Reading a diode means identifying which end is positive (anode) and which is negative (cathode), then understanding what the printed codes on its body tell you about its ratings. Every diode is a one-way valve for electricity, and getting the direction wrong means your circuit won’t work. The good news is that manufacturers use consistent visual cues across nearly all diode types.
Finding the Cathode Band
The single most important marking on any standard diode is a stripe or band painted near one end of the body. That band marks the cathode, which is the negative terminal. Current flows into the anode (the unmarked end) and out through the cathode (the banded end). On most through-hole diodes, this band is a contrasting color: a silver or white ring on a black body, or a black ring on a glass body.
If you look at a circuit board, the silkscreen printing usually mirrors this convention. The diode’s footprint will show a line on one side of the outline, and that line corresponds to the cathode. When you place the diode on the board, you match the band on the physical component to the line on the silkscreen.

## Written request 1
Rewrite the records from their start through the line containing "101, 193, 119]]", replacing "Review" with "Audit" and keeping everything else as it is. Return only those lines, without the pictures.

## Data provided
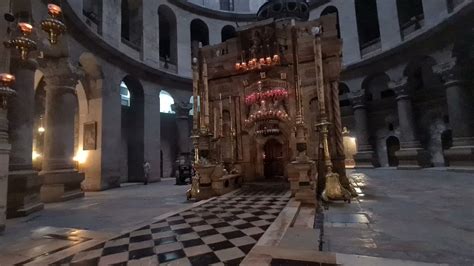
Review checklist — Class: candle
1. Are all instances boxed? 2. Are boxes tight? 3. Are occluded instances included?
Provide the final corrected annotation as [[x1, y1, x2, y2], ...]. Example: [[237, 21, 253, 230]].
[[219, 93, 224, 136], [48, 4, 62, 17], [229, 96, 234, 132]]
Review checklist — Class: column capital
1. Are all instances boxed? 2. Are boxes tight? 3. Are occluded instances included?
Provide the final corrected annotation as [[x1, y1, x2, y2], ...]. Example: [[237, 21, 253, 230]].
[[350, 90, 367, 110], [387, 77, 410, 101], [171, 101, 193, 119]]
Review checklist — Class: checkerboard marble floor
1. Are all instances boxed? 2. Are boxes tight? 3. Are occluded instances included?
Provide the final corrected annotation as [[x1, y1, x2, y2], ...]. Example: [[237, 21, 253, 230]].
[[55, 189, 289, 265]]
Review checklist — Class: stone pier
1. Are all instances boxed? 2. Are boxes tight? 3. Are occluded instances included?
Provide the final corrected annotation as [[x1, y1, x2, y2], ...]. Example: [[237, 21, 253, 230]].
[[40, 69, 84, 202], [7, 59, 43, 218], [388, 78, 431, 169]]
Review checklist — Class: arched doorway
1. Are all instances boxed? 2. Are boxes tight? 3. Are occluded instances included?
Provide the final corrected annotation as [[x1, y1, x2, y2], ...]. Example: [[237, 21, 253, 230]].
[[221, 25, 237, 42], [441, 129, 453, 166], [158, 5, 178, 68], [386, 136, 400, 166], [120, 76, 145, 182], [263, 139, 284, 179]]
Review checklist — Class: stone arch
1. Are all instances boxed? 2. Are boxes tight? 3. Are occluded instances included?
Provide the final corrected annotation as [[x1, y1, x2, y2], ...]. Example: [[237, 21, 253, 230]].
[[121, 0, 143, 51], [355, 0, 380, 55], [158, 5, 178, 65], [190, 18, 209, 57], [221, 25, 237, 42], [121, 75, 145, 182], [160, 90, 175, 114], [320, 6, 341, 38], [403, 56, 441, 91], [362, 72, 390, 101], [339, 82, 351, 107], [82, 0, 102, 33], [397, 0, 424, 37]]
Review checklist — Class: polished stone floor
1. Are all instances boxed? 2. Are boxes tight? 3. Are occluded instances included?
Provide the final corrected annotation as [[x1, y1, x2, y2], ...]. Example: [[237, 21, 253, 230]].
[[323, 169, 474, 265]]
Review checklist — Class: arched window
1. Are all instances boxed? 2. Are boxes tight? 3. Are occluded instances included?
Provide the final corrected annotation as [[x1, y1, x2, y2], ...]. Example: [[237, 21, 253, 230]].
[[397, 0, 424, 37], [221, 25, 237, 42], [160, 90, 174, 114], [191, 19, 209, 57], [219, 0, 234, 11], [82, 0, 102, 33], [321, 6, 341, 38], [120, 81, 131, 107], [158, 5, 178, 67], [355, 0, 381, 55], [121, 0, 143, 50]]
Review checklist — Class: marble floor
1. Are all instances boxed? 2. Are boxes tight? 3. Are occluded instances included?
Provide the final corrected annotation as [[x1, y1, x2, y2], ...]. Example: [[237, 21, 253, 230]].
[[322, 169, 474, 265], [0, 180, 290, 265]]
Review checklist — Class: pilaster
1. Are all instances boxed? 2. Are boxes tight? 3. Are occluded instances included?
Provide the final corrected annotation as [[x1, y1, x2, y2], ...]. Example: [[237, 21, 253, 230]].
[[388, 77, 431, 169], [7, 59, 44, 218], [351, 91, 378, 168], [40, 58, 84, 202], [433, 58, 474, 171]]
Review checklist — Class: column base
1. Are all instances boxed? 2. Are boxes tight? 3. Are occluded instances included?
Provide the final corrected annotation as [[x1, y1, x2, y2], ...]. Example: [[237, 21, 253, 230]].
[[395, 148, 431, 170], [288, 160, 316, 205], [194, 184, 215, 200], [40, 169, 84, 203], [444, 145, 474, 172], [354, 150, 378, 169], [7, 170, 44, 219]]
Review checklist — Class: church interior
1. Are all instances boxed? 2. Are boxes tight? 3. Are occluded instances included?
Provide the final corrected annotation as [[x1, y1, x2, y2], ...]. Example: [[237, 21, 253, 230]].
[[0, 0, 474, 265]]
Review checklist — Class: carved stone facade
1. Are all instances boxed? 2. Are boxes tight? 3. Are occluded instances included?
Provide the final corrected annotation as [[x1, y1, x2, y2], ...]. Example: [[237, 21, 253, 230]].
[[193, 16, 348, 203]]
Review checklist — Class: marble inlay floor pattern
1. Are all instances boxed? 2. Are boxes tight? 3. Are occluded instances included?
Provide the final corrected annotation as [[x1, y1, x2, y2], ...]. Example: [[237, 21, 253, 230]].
[[55, 190, 289, 265]]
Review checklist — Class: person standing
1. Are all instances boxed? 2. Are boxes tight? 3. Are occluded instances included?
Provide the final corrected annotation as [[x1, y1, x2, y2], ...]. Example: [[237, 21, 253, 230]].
[[143, 161, 151, 185]]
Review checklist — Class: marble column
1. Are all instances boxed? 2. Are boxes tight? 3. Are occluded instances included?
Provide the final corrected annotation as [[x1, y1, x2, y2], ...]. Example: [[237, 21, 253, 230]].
[[171, 102, 193, 156], [0, 108, 11, 233], [388, 77, 431, 169], [433, 59, 474, 171], [40, 76, 84, 202], [7, 59, 44, 218], [352, 93, 378, 168]]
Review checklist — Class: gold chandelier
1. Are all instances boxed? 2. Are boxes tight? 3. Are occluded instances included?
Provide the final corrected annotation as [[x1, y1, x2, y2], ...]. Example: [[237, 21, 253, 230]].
[[4, 22, 37, 60], [41, 4, 66, 44]]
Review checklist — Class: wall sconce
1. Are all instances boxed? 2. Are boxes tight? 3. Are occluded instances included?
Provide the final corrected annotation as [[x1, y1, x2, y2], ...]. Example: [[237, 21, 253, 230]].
[[0, 73, 16, 109], [41, 4, 66, 44], [4, 22, 37, 60], [38, 116, 46, 134]]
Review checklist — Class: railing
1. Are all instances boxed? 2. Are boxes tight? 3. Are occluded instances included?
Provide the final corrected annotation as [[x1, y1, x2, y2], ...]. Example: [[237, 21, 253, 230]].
[[360, 37, 382, 56], [400, 14, 425, 38]]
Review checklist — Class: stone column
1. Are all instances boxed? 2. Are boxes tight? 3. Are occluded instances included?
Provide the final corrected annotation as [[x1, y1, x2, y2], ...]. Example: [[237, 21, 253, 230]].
[[40, 75, 84, 202], [433, 59, 474, 171], [352, 93, 378, 168], [171, 102, 193, 156], [7, 59, 44, 218], [0, 108, 11, 233], [388, 77, 430, 169]]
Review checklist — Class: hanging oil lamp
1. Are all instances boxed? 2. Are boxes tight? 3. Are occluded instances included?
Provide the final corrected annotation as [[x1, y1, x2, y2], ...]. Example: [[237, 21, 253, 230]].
[[4, 22, 37, 60], [41, 4, 66, 44], [0, 73, 16, 109]]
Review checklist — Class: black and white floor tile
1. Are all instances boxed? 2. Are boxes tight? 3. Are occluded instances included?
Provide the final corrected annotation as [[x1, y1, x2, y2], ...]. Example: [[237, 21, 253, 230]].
[[61, 190, 289, 265]]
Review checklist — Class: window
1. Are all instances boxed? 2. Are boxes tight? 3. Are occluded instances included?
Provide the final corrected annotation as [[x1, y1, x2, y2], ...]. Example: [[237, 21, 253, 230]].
[[219, 0, 234, 11], [397, 0, 424, 37], [120, 81, 130, 107], [355, 0, 381, 55], [82, 0, 102, 25], [160, 90, 174, 114]]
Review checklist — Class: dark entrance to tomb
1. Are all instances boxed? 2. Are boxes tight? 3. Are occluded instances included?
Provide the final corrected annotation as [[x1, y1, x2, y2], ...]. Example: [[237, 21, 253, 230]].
[[387, 136, 400, 166], [263, 139, 284, 179], [441, 129, 453, 166], [122, 76, 145, 182]]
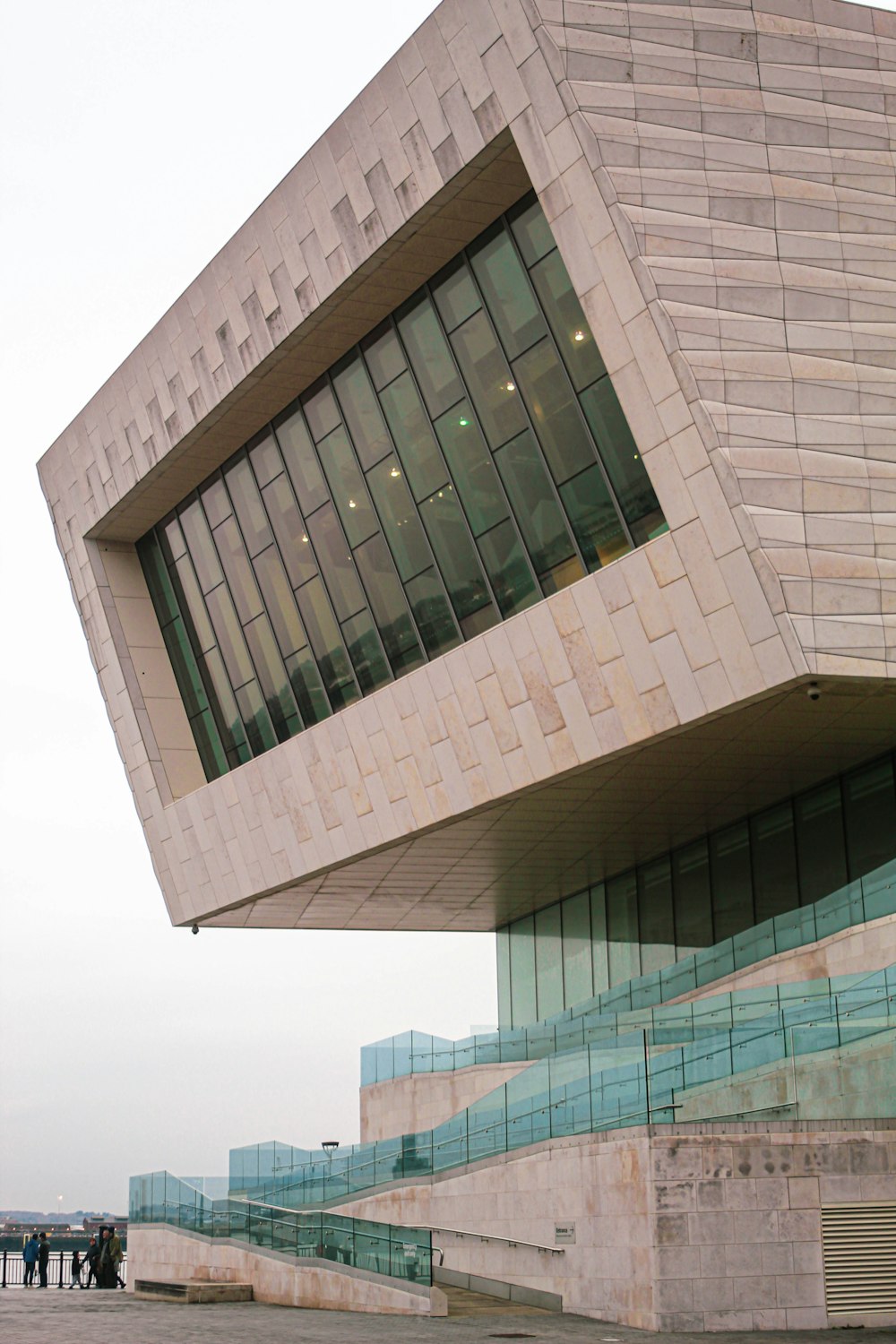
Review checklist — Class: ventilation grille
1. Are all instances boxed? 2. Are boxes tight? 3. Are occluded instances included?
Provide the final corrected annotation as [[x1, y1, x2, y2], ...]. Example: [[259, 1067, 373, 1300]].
[[821, 1201, 896, 1316]]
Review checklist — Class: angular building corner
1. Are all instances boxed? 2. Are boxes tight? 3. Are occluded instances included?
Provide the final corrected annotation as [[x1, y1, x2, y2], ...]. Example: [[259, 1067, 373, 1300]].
[[40, 0, 896, 1331]]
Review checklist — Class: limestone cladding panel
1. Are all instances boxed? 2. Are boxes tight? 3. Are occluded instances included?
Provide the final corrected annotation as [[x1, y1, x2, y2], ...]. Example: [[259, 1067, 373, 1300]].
[[127, 1225, 447, 1316], [40, 0, 896, 924], [563, 0, 896, 674], [326, 1121, 896, 1332], [360, 1064, 528, 1144]]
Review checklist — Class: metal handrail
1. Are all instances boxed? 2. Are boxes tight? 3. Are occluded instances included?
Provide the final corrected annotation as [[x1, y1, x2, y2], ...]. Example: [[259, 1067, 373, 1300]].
[[395, 1223, 565, 1255]]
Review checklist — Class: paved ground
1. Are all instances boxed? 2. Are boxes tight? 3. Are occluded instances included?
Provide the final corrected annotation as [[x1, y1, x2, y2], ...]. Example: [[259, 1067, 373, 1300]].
[[0, 1288, 896, 1344]]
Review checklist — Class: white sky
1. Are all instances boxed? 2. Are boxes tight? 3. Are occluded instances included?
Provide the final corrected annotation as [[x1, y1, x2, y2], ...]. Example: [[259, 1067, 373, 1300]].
[[0, 0, 497, 1212], [0, 0, 896, 1212]]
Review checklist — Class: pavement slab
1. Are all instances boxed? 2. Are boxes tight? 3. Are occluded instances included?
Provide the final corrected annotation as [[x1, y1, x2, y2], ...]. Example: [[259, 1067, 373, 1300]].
[[0, 1288, 896, 1344]]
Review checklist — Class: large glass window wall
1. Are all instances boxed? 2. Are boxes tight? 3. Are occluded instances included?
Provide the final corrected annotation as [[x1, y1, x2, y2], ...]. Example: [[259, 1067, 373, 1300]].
[[497, 754, 896, 1027], [137, 196, 667, 780]]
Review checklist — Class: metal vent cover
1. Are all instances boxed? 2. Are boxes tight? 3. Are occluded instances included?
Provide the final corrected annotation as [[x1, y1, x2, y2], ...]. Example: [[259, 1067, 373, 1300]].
[[821, 1201, 896, 1316]]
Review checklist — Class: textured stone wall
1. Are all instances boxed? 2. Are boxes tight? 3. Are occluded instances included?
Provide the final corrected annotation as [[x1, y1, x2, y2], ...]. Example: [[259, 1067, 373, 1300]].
[[33, 0, 896, 929], [127, 1225, 447, 1316], [327, 1121, 896, 1331]]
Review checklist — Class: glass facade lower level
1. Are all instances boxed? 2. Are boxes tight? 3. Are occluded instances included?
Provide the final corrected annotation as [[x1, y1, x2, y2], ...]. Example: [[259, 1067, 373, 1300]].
[[137, 196, 667, 780], [497, 754, 896, 1027]]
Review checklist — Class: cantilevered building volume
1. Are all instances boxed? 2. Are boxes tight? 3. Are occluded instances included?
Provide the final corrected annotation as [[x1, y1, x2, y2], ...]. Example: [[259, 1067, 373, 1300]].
[[40, 0, 896, 1330]]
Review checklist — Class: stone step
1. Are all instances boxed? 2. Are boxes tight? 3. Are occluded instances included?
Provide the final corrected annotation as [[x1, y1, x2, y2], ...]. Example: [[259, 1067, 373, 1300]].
[[134, 1279, 253, 1303]]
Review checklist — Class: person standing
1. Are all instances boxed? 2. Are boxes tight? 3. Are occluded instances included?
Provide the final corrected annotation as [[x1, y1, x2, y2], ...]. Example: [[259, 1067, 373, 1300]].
[[84, 1236, 99, 1288], [38, 1233, 49, 1288], [108, 1228, 125, 1288], [22, 1233, 39, 1288], [68, 1252, 83, 1290]]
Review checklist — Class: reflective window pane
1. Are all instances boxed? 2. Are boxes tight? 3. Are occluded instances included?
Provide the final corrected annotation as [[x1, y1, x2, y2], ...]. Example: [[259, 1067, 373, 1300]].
[[380, 373, 444, 502], [582, 378, 659, 540], [170, 556, 215, 653], [302, 381, 340, 444], [794, 780, 848, 906], [342, 610, 392, 695], [513, 340, 594, 486], [470, 228, 546, 359], [433, 263, 482, 332], [751, 800, 799, 924], [511, 201, 556, 266], [274, 408, 328, 513], [420, 486, 490, 621], [361, 324, 407, 392], [560, 464, 632, 573], [224, 457, 272, 556], [532, 252, 607, 392], [606, 873, 641, 986], [317, 425, 376, 546], [254, 546, 314, 655], [452, 312, 527, 448], [248, 435, 283, 488], [495, 432, 575, 578], [286, 648, 331, 726], [710, 822, 755, 943], [638, 857, 676, 975], [366, 457, 433, 580], [355, 537, 426, 676], [178, 500, 224, 593], [307, 504, 364, 623], [477, 519, 541, 618], [262, 476, 317, 588], [511, 916, 538, 1027], [404, 569, 461, 659], [435, 401, 508, 537], [245, 616, 302, 742], [205, 583, 254, 688], [844, 758, 896, 881], [237, 682, 277, 755], [398, 298, 463, 419], [213, 513, 262, 625], [672, 840, 715, 957], [199, 478, 232, 531], [333, 357, 392, 470], [296, 578, 358, 710], [162, 617, 208, 719], [535, 906, 563, 1019], [562, 892, 594, 1008]]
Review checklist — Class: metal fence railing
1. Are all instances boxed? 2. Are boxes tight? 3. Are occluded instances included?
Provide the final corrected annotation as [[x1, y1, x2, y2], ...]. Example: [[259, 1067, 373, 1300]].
[[0, 1250, 127, 1288]]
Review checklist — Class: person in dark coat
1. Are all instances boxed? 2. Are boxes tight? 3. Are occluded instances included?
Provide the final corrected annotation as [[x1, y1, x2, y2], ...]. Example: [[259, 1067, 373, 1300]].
[[38, 1233, 49, 1288], [22, 1233, 39, 1288], [84, 1236, 99, 1288]]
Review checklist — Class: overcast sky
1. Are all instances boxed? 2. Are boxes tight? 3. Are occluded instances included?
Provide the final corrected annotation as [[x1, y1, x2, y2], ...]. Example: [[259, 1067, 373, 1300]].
[[0, 0, 495, 1212], [0, 0, 895, 1212]]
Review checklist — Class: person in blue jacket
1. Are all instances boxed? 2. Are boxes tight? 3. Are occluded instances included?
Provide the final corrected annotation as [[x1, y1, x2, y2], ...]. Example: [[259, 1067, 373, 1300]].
[[22, 1233, 40, 1288]]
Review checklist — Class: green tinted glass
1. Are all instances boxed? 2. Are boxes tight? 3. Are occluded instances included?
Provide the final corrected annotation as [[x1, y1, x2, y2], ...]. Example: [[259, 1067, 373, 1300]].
[[398, 298, 463, 419], [435, 401, 508, 537], [470, 228, 546, 359]]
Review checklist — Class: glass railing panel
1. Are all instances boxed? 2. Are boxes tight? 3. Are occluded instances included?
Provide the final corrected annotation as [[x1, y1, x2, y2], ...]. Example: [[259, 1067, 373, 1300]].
[[861, 859, 896, 919], [774, 906, 817, 952], [731, 919, 778, 970]]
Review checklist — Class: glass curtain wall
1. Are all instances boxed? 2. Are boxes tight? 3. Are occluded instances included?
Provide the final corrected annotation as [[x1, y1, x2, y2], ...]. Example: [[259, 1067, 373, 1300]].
[[497, 755, 896, 1027], [137, 196, 667, 780]]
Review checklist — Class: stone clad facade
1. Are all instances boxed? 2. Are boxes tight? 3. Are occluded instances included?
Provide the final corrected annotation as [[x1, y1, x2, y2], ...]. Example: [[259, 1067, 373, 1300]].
[[39, 0, 896, 1330], [40, 0, 896, 929]]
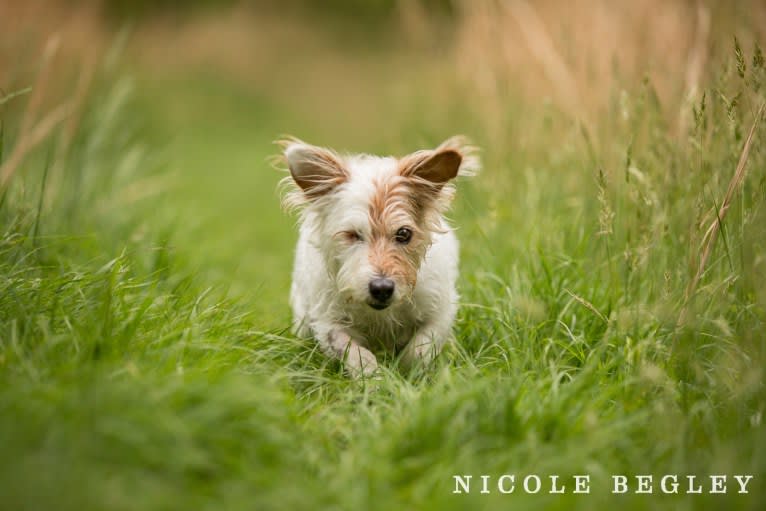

## Written request 2
Continue the text on reading diodes from the point where it ends.

## Written answer 1
Audit checklist — Class: candle
1. Are all instances boxed? 2. Are boxes tight? 3. Are occluded instances included?
Provide the final corrected annotation as [[x1, y1, x2, y2], ...]. Example: [[237, 21, 253, 230]].
[[219, 93, 224, 136], [48, 4, 62, 17], [229, 96, 234, 132]]
Audit checklist — Class: column capital
1. Are all instances boxed? 2. Are boxes tight? 3. Are occluded instances included?
Provide the final corrected annotation as [[x1, y1, x2, y2], ...]. Example: [[237, 21, 253, 230]].
[[350, 90, 367, 110], [387, 77, 410, 101], [171, 101, 193, 119]]

## Written answer 2
Reading LED Polarity
LEDs follow different rules because they don’t have a painted band. Instead, you identify polarity by two physical features. The longer leg is the anode (positive). The shorter leg is the cathode (negative). If someone has already trimmed the legs to the same length, look at the base of the LED’s plastic casing. One side has a small flat edge, and that flat side marks the cathode.
Inside the LED, the larger internal metal piece is typically the cathode as well, which you can sometimes see through the clear or tinted housing. But the flat edge and leg length are the most reliable indicators you’ll use in practice.
Decoding Part Numbers
The text printed on a diode’s body is its part number, and it tells you what the diode can handle. The most common series you’ll encounter is the 1N400x family. The “1N” prefix simply means the component has one semiconductor junction (which all standard diodes do). The last digit is what matters, because it tells you the maximum voltage the diode can block in reverse:
- 1N4001: 50 V
- 1N4002: 100 V
- 1N4003: 200 V
- 1N4004: 400 V
- 1N4005: 600 V
- 1N4006: 800 V
- 1N4007: 1000 V
All seven share the same current rating, so the only difference as the number goes up is how much reverse voltage the diode can withstand. If you’re replacing a diode and can’t find the exact match, you can safely substitute one with a higher number (a 1N4007 works anywhere a 1N4001 would), but not a lower one.
Reading SMD Diode Markings
Surface-mount diodes are tiny, so their markings are minimal. On SOD-123 packages (the small rectangular ones common on modern circuit boards), polarity is indicated by a line or bar printed on the cathode end, just like the band on a through-hole diode. MELF packages, which are cylindrical and look like miniature resistors, also use a cathode band.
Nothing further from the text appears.